**Short exercise**
Format the listing below as a JSON list of strings, one string per line, skipping blank lines and leaving out the picture.

______________________________

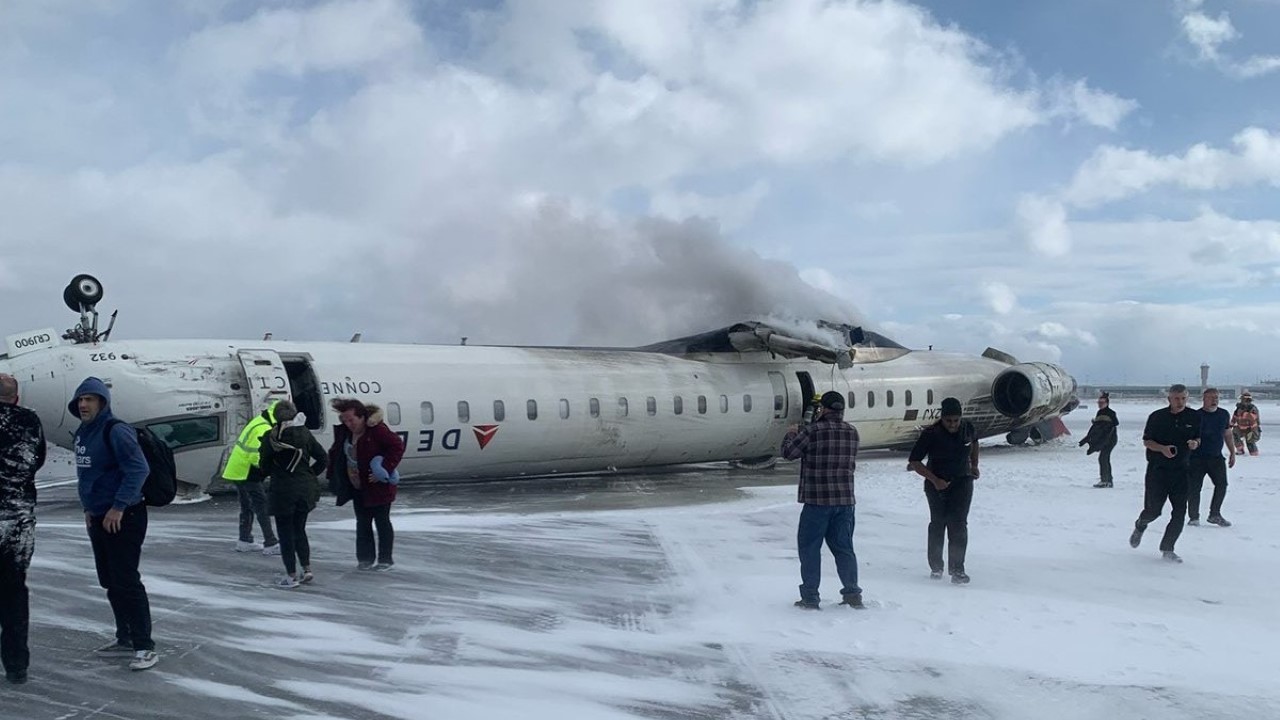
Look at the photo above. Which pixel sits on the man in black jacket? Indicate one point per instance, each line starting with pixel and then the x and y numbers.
pixel 1170 436
pixel 1101 438
pixel 22 452
pixel 951 446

______________________________

**Complete output**
[
  "Look at the photo above. Which pixel sits on the man in black jacket? Indicate one point per instance, each line starting with pixel and then the x and y numbers.",
  "pixel 1170 436",
  "pixel 1101 438",
  "pixel 22 452",
  "pixel 951 446"
]